Referring expression grounding data:
──────────────────────────────

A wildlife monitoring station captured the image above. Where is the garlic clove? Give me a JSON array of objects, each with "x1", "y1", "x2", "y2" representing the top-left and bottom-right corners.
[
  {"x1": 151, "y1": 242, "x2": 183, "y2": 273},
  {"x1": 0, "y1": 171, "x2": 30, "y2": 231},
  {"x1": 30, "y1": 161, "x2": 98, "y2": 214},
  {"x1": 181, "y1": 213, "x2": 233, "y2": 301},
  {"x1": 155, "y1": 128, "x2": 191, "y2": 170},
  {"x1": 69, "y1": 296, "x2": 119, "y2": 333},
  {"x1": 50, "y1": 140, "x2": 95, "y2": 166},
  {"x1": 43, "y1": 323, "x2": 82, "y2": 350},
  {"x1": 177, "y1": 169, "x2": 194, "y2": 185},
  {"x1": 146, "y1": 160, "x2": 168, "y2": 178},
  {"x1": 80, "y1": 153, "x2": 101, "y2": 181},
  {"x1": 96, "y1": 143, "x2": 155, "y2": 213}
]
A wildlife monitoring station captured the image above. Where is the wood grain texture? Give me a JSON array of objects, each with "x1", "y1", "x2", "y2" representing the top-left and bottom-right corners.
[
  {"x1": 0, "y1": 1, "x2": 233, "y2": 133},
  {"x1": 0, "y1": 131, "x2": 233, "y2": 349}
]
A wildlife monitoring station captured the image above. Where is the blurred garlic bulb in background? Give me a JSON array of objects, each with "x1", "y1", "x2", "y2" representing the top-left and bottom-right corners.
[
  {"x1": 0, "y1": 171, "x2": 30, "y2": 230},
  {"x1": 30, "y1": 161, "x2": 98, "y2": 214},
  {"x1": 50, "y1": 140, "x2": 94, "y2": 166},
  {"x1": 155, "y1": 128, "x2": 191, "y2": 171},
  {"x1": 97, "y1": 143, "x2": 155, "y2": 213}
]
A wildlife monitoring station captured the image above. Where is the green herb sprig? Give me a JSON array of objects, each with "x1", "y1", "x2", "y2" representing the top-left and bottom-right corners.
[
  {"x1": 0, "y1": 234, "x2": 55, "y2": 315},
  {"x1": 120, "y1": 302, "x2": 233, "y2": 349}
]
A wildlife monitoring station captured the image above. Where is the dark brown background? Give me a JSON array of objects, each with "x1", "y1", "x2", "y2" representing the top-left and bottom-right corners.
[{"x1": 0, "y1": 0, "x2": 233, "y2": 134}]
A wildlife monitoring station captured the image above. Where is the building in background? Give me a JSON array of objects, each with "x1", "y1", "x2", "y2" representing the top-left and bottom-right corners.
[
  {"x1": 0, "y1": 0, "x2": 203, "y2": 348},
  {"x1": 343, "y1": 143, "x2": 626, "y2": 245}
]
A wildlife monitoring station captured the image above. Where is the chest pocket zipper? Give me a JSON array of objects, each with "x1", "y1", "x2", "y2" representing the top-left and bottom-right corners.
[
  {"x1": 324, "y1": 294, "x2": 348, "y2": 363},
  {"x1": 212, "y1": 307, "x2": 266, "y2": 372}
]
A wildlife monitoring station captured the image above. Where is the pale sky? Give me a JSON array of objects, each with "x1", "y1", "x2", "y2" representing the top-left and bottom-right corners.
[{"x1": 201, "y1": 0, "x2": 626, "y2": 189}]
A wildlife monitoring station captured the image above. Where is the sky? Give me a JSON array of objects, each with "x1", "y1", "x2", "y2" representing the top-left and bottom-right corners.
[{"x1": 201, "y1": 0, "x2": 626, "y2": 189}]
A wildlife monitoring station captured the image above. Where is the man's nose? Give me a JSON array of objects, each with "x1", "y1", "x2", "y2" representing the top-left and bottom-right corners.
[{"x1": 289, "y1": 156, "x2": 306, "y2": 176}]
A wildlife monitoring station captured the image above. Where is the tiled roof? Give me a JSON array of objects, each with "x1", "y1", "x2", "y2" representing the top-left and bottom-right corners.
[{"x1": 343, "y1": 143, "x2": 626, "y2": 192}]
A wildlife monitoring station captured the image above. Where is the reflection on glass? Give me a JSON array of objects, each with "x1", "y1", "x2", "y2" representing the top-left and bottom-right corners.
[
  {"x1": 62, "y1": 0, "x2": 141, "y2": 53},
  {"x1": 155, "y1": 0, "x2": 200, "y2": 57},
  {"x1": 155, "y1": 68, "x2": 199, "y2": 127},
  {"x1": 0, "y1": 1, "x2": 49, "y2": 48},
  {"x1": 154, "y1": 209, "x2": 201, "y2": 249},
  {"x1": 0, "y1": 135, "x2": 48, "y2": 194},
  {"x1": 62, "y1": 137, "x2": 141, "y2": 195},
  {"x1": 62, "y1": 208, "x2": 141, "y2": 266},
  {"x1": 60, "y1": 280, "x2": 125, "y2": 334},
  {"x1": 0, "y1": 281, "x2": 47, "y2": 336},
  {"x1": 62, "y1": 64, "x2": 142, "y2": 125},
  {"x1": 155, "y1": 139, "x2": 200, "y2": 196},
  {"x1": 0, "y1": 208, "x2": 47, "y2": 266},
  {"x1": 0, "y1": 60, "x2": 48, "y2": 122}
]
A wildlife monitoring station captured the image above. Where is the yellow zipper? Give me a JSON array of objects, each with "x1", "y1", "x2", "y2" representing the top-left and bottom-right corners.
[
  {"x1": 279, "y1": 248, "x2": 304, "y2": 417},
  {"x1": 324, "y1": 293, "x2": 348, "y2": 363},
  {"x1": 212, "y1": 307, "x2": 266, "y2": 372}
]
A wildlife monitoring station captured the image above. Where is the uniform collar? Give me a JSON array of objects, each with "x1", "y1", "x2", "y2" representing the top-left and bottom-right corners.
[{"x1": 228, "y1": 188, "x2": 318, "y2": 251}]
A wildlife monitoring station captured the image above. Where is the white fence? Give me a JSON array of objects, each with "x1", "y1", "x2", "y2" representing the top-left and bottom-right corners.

──────────────────────────────

Repeat the data exactly. Leave nothing out.

A wildlife monitoring station captured the image above. Where is the garlic clove? Give me a JSON array of objects, each with "x1", "y1", "x2", "y2" representing the top-left and bottom-right corners.
[
  {"x1": 151, "y1": 242, "x2": 183, "y2": 273},
  {"x1": 0, "y1": 171, "x2": 30, "y2": 231},
  {"x1": 30, "y1": 161, "x2": 98, "y2": 214},
  {"x1": 181, "y1": 213, "x2": 233, "y2": 301},
  {"x1": 155, "y1": 128, "x2": 191, "y2": 170},
  {"x1": 69, "y1": 296, "x2": 119, "y2": 333},
  {"x1": 50, "y1": 140, "x2": 95, "y2": 166},
  {"x1": 43, "y1": 323, "x2": 82, "y2": 350},
  {"x1": 177, "y1": 169, "x2": 194, "y2": 185},
  {"x1": 146, "y1": 160, "x2": 168, "y2": 178},
  {"x1": 80, "y1": 153, "x2": 101, "y2": 181},
  {"x1": 96, "y1": 143, "x2": 155, "y2": 213}
]
A wildlife monitoring station captured the image above. Where is the wood grain texture? Give me a JSON array of objects, each with "x1", "y1", "x2", "y2" representing the top-left and bottom-right corners.
[
  {"x1": 0, "y1": 1, "x2": 233, "y2": 133},
  {"x1": 0, "y1": 131, "x2": 233, "y2": 349}
]
A wildlife monitoring station captured the image above. Where is the blurred garlic bulb in background? Give me a JSON array of objects, each with "x1", "y1", "x2", "y2" representing the top-left and bottom-right corners.
[
  {"x1": 0, "y1": 171, "x2": 30, "y2": 230},
  {"x1": 30, "y1": 161, "x2": 98, "y2": 214},
  {"x1": 50, "y1": 140, "x2": 94, "y2": 166},
  {"x1": 155, "y1": 128, "x2": 191, "y2": 171},
  {"x1": 97, "y1": 143, "x2": 155, "y2": 213}
]
A wildlife monitoring station captured the image above. Where is the green herb sprig? Give me a JSON array of objects, each with "x1", "y1", "x2", "y2" representing the top-left and bottom-right corners.
[
  {"x1": 0, "y1": 234, "x2": 55, "y2": 315},
  {"x1": 120, "y1": 302, "x2": 233, "y2": 349}
]
A wildlife monitoring station captured the image above. Where is the dark brown background? Give me a JSON array of objects, each with "x1", "y1", "x2", "y2" representing the top-left and bottom-right corners.
[{"x1": 0, "y1": 0, "x2": 233, "y2": 134}]
A wildlife monitoring station captured the image above. Where is the building in background? Give me a JSON array of objects, each with "x1", "y1", "x2", "y2" representing the top-left and bottom-right corners.
[
  {"x1": 0, "y1": 0, "x2": 203, "y2": 348},
  {"x1": 343, "y1": 143, "x2": 626, "y2": 245}
]
A wildlife monitoring station captured the image above. Where is the chest pocket zipper? Give me a JSON array of objects, each with "x1", "y1", "x2", "y2" representing the top-left and bottom-right corners.
[
  {"x1": 324, "y1": 294, "x2": 348, "y2": 363},
  {"x1": 212, "y1": 307, "x2": 266, "y2": 372}
]
A wildlife monitoring station captured the image above. Where is the pale sky? Give me a JSON array of objects, each with "x1", "y1", "x2", "y2" representing the top-left and bottom-right corners.
[{"x1": 201, "y1": 0, "x2": 626, "y2": 189}]
A wildlife monitoring station captured the image above. Where is the sky? Give me a JSON array of objects, each with "x1", "y1", "x2", "y2" representing the top-left and bottom-right corners.
[{"x1": 201, "y1": 0, "x2": 626, "y2": 189}]
A wildlife monitoring station captured the image above. Where is the man's nose? Give me a JSON array of objects, each with "x1", "y1", "x2", "y2" representing the top-left and bottom-right corners.
[{"x1": 289, "y1": 156, "x2": 306, "y2": 176}]
A wildlife monitoring station captured the image above. Where is the tiled roof? Give me a JSON array of objects, each with "x1", "y1", "x2", "y2" representing the top-left and bottom-right corners.
[{"x1": 343, "y1": 143, "x2": 626, "y2": 192}]
A wildlife monitoring station captured the image above. Where is the reflection on glass? Give me a JSON array of objects, each with "x1", "y1", "x2", "y2" representing the top-left and bottom-right corners.
[
  {"x1": 62, "y1": 0, "x2": 141, "y2": 53},
  {"x1": 155, "y1": 0, "x2": 200, "y2": 57},
  {"x1": 155, "y1": 68, "x2": 199, "y2": 127},
  {"x1": 0, "y1": 1, "x2": 49, "y2": 48},
  {"x1": 154, "y1": 209, "x2": 201, "y2": 249},
  {"x1": 0, "y1": 135, "x2": 48, "y2": 194},
  {"x1": 62, "y1": 137, "x2": 141, "y2": 195},
  {"x1": 62, "y1": 208, "x2": 141, "y2": 266},
  {"x1": 60, "y1": 280, "x2": 125, "y2": 334},
  {"x1": 0, "y1": 281, "x2": 47, "y2": 336},
  {"x1": 62, "y1": 64, "x2": 142, "y2": 125},
  {"x1": 155, "y1": 139, "x2": 200, "y2": 196},
  {"x1": 0, "y1": 208, "x2": 47, "y2": 266},
  {"x1": 0, "y1": 60, "x2": 48, "y2": 122}
]
A wildlife monitoring station captured the image above. Where is the yellow zipper? Give me a JSON array of objects, each with "x1", "y1", "x2", "y2" representing the top-left and bottom-right corners.
[
  {"x1": 279, "y1": 248, "x2": 304, "y2": 417},
  {"x1": 324, "y1": 293, "x2": 348, "y2": 363},
  {"x1": 212, "y1": 307, "x2": 266, "y2": 372}
]
A wildlife monitoring station captured the image above. Where is the uniform collar? Give me a JSON array of objects, each with "x1", "y1", "x2", "y2" representing the top-left and bottom-right corners.
[{"x1": 228, "y1": 188, "x2": 318, "y2": 251}]
A wildlife monitoring station captured the image above. Where is the white fence? Give me a JSON array of objects, each with "x1", "y1", "x2", "y2" representing the top-left and bottom-right corners.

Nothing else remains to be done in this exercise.